[Description of the task] Format the lines from the start of the records through the line containing "[217,212,254,276]", inclusive, as a JSON list of strings with one string per line and blank lines omitted. Leave the pictures out of the answer.

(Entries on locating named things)
※ ※ ※
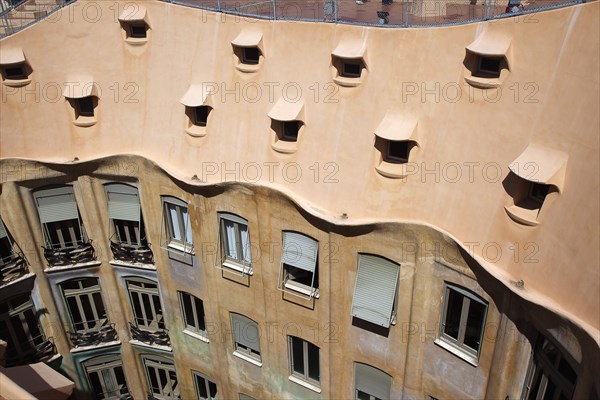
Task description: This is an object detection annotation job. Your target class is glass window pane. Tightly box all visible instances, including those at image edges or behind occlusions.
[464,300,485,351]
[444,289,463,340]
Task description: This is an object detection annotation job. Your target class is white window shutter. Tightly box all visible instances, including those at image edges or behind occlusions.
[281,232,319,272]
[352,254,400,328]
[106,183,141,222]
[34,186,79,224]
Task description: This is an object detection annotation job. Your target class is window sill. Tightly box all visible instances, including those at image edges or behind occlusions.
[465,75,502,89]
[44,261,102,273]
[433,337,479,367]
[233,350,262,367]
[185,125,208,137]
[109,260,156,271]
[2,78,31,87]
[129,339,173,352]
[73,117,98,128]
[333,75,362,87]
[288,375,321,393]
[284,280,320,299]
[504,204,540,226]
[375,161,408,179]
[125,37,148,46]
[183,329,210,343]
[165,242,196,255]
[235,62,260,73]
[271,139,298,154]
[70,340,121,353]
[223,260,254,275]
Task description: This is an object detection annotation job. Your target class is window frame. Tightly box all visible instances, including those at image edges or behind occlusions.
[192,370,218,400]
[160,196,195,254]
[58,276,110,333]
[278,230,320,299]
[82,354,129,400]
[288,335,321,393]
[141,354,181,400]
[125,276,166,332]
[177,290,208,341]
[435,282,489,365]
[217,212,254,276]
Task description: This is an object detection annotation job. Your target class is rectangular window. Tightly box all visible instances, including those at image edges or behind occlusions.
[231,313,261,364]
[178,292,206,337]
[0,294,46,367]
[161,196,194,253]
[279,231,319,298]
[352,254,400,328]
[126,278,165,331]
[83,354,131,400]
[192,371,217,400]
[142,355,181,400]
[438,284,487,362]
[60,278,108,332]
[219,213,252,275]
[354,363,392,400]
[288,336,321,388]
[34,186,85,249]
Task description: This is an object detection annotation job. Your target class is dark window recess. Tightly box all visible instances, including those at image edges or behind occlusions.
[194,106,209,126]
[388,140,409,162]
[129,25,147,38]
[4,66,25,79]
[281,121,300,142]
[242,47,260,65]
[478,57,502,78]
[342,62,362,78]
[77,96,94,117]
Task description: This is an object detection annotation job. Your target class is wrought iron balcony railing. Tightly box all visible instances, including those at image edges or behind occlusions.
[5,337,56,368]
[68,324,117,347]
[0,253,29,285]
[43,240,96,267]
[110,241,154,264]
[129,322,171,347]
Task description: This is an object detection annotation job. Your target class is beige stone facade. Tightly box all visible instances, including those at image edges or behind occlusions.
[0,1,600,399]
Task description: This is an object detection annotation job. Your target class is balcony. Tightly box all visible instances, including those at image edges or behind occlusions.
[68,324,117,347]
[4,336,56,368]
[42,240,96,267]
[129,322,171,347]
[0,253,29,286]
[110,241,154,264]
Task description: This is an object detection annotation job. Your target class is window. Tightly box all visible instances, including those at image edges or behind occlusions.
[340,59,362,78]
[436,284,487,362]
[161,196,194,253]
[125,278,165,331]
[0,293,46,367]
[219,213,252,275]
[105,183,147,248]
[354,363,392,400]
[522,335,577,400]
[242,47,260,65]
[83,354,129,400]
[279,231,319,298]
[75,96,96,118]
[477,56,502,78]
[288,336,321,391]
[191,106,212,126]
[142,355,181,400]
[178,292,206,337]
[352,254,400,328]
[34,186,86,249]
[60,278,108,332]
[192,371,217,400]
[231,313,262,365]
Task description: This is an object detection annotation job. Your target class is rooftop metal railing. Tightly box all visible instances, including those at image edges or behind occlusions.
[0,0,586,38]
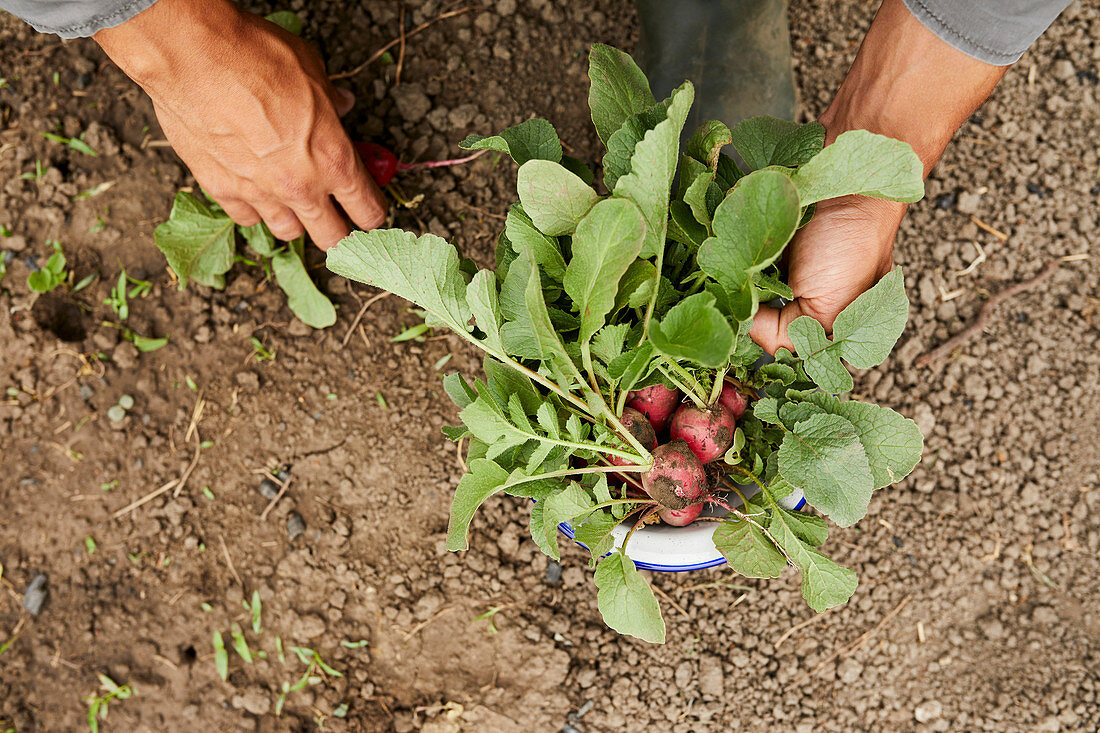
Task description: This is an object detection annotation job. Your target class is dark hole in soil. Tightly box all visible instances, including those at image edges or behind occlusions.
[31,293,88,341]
※ ※ ※
[Answer in full]
[
  "Task description: This is an object detection annotation job. Your target class is glass window pane. Tightly box all visible instances, including those at image edges or behind occlusions.",
  "[464,300,485,351]",
  "[444,289,463,340]",
  "Task description: This is an object detection annotation job. Your target class is white window shutter. Tightly box all visible instances, including those at image edges or behind occlusions.",
  "[281,232,319,272]",
  "[352,254,400,328]",
  "[106,183,141,222]",
  "[34,186,79,224]",
  "Task description: This is an object detection annotation job. Your target class is window sill. Tightly box all visible instances, including those at image edges or behind occlusions.",
  "[465,75,502,89]",
  "[44,261,102,273]",
  "[433,337,479,367]",
  "[233,350,262,367]",
  "[185,125,208,137]",
  "[109,260,156,271]",
  "[2,78,31,87]",
  "[129,339,173,352]",
  "[73,117,98,128]",
  "[333,75,362,87]",
  "[288,375,321,393]",
  "[284,280,320,299]",
  "[504,204,540,226]",
  "[375,161,408,179]",
  "[125,37,148,46]",
  "[183,329,210,343]",
  "[165,242,196,255]",
  "[235,62,260,73]",
  "[271,139,298,154]",
  "[70,340,121,353]",
  "[223,260,254,275]",
  "Task description: This is an object detection annotation job. Your target class is window frame. Tightly box all visible instances, including those at image edges or behind occlusions.",
  "[192,370,218,400]",
  "[160,196,195,254]",
  "[58,276,110,333]",
  "[278,230,320,299]",
  "[82,354,129,400]",
  "[288,335,321,393]",
  "[141,354,181,400]",
  "[125,276,166,332]",
  "[177,290,208,341]",
  "[435,282,489,365]",
  "[217,212,254,276]"
]